## Selbst ausprobieren
Geben Sie aus dem nachstehenden Lesetext über das Osteopathie-Urteil den Abschnitt wörtlich wieder, beginnend bei „Das Landgericht Karlsruhe“ und endend bei „diese Berufsgruppe ist.“.

## Lesetext
Abmahnung wegen Osteopathie ist übertragbar auf Physiotherapie

  

Das Landgericht Karlsruhe hat am 14.11.14 (Az.: 14 O 49/14 KfH III) ein sehr wesentliches Urteil  verkündet, welches bisher wenig Beachtung gefunden hat, aber enorm wichtig ist für Physiotherapeuten und auch Osteopathen. Dabei werden Physiotherapeuten auf den ersten Blick erst gar nicht erkennen, wie wichtig das Urteil tatsächlich für diese Berufsgruppe ist.

 

Das Gericht entschied, dass grundsätzlich Therapeuten, die über die Wirksamkeit ihrer angebotenen osteopathischen Behandlungen mehr versprechen, als sie wissenschaftlich belegen können, nach dem Heilmittelwerbegesetz (HWG) wegen irreführender Werbung abgemahnt werden können.

 

Die Abmahnung wurde im vorliegenden Fall seitens der Wettbewerbszentrale mit Sitz in Bad Homburg, also einem Verein, der sich für einen fairen Wettbewerb einsetzt, ausgesprochen.

Den Abgemahnten wurde § 3 HWG zum Verhängnis, der sich mit Irreführung auseinandersetzt. Danach liegt eine Irreführung insbesondere dann vor, wenn Behandlungen eine therapeutische Wirksamkeit oder Wirkungen zugesprochen werden, die sie nicht haben. Die Werbung sah so aus, dass lediglich geschrieben wurde „Therapie bei ...(Liste von Indikationen)“.

Die Richter entschieden, dass im Interesse des Gesundheitsschutzes der Bevölkerung Angaben mit fachlichen Aussagen auf dem Gebiet der gesundheitsbezogenen Werbung nur dann zulässig sein würden, wenn sie gesicherten wissenschaftlichen Erkenntnissen entsprechen. Die Beklagten konnten sogar Studien und Studienzusammenfassungen vorlegen. Nach Ansicht des Landgerichts konnte damit aber die Werbeaussage nicht belegt werden. Für bestimmte Indikationsbereiche würden die wissenschaftlichen Nachweise zudem komplett fehlen. Auch erwähnten die Richter, dass in der Wissenschaft Zweifel an den Grundlagen der Osteopathie bestehen würden. Das Gericht ließ mithin nicht die Bewertung der Bundesärztekammer zu den osteopathischen Verfahren aus dem Jahr 2009 ausreichen, um die Osteopathie als anerkannte Behandlungsmethode in Bezug auf die bewerbenden Indikationen zu akzeptieren.

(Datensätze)
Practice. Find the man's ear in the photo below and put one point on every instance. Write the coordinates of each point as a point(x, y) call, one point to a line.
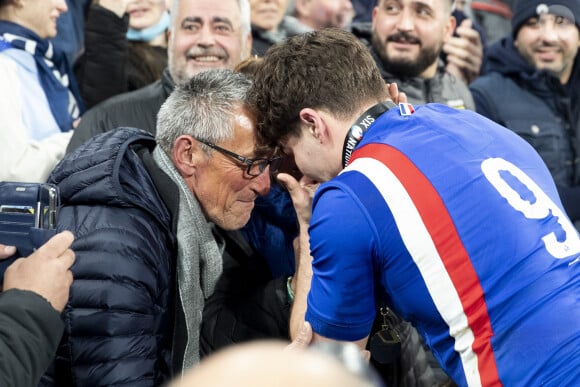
point(187, 155)
point(449, 28)
point(312, 123)
point(301, 7)
point(248, 46)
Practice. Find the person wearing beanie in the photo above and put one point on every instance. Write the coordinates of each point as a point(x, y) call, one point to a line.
point(532, 87)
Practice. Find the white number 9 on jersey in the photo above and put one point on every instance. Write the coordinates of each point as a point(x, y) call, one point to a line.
point(540, 209)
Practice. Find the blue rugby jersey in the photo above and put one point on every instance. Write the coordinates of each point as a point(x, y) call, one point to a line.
point(458, 222)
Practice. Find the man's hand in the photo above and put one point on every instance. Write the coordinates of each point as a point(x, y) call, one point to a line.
point(302, 340)
point(46, 271)
point(397, 96)
point(301, 193)
point(464, 53)
point(7, 251)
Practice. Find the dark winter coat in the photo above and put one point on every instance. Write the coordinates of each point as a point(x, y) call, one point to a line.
point(111, 64)
point(535, 105)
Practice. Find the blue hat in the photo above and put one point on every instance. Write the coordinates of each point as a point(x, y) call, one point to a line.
point(526, 9)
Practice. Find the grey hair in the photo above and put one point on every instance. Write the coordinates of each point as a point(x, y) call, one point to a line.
point(204, 107)
point(244, 15)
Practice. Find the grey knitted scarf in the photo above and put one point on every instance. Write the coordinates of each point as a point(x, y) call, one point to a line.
point(199, 260)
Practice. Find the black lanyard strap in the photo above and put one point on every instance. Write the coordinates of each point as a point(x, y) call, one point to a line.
point(357, 131)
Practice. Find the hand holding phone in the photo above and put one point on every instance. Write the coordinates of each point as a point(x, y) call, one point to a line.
point(28, 216)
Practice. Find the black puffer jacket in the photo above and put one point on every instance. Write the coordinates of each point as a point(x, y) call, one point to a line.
point(124, 321)
point(536, 106)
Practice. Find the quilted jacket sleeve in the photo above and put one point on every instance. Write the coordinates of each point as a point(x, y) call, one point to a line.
point(30, 330)
point(118, 317)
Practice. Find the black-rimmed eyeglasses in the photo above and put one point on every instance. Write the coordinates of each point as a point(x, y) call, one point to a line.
point(255, 166)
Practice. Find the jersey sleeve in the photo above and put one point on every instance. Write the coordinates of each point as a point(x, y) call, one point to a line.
point(341, 302)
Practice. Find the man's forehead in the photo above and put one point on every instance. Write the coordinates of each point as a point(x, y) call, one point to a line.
point(554, 10)
point(210, 9)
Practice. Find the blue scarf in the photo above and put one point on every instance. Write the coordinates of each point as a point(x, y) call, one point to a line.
point(54, 71)
point(150, 33)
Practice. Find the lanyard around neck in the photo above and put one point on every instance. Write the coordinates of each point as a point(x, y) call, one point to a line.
point(357, 131)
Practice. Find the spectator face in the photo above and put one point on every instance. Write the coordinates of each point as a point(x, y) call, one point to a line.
point(549, 42)
point(267, 14)
point(222, 186)
point(319, 14)
point(206, 34)
point(408, 35)
point(145, 13)
point(40, 16)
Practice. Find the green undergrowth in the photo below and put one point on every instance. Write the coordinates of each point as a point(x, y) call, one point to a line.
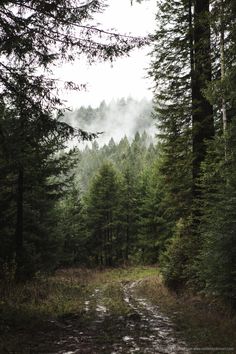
point(63, 293)
point(207, 325)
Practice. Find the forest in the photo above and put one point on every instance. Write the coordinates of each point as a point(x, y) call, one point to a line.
point(163, 196)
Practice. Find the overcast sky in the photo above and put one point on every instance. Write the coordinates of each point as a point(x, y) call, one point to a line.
point(125, 76)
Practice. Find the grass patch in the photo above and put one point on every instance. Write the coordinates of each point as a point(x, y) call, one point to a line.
point(204, 324)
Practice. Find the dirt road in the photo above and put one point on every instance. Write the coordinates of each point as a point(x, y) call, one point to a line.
point(140, 329)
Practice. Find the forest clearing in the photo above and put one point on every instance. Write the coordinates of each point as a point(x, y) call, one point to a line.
point(117, 195)
point(126, 310)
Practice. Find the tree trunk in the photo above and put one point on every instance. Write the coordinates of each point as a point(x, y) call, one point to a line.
point(19, 214)
point(202, 116)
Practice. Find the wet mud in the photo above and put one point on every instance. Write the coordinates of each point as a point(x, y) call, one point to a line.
point(142, 329)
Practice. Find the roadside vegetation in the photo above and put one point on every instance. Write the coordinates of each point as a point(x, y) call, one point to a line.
point(47, 302)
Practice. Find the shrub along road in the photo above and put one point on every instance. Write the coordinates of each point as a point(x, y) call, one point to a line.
point(107, 312)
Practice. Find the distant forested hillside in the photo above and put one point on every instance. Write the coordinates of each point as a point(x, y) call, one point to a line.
point(114, 119)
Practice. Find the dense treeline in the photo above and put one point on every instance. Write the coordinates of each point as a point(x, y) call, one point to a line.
point(108, 213)
point(35, 36)
point(193, 67)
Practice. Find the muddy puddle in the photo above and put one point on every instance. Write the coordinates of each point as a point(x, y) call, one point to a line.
point(141, 329)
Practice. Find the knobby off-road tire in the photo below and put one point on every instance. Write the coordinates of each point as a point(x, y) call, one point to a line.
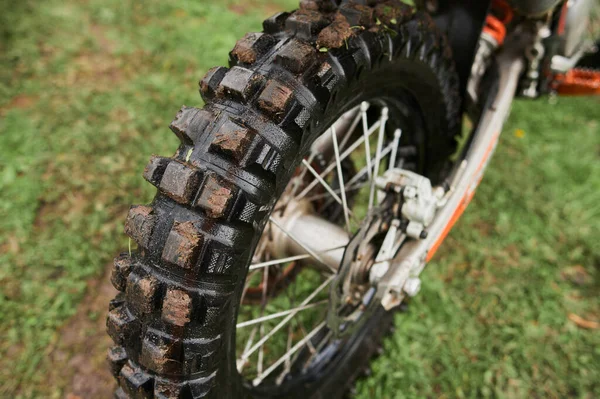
point(173, 322)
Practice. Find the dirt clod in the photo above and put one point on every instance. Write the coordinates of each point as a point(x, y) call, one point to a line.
point(336, 34)
point(177, 307)
point(182, 245)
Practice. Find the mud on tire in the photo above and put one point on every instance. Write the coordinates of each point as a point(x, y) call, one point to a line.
point(173, 322)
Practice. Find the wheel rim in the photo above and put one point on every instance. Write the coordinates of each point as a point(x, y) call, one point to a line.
point(282, 335)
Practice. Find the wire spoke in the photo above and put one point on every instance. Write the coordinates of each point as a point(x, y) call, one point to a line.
point(363, 112)
point(395, 144)
point(264, 339)
point(277, 315)
point(323, 182)
point(350, 131)
point(288, 354)
point(290, 259)
point(336, 150)
point(383, 119)
point(332, 166)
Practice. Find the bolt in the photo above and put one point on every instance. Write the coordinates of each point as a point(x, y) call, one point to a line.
point(412, 286)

## Antwort zur Aufgabe
Das Landgericht Karlsruhe hat am 14.11.14 (Az.: 14 O 49/14 KfH III) ein sehr wesentliches Urteil  verkündet, welches bisher wenig Beachtung gefunden hat, aber enorm wichtig ist für Physiotherapeuten und auch Osteopathen. Dabei werden Physiotherapeuten auf den ersten Blick erst gar nicht erkennen, wie wichtig das Urteil tatsächlich für diese Berufsgruppe ist.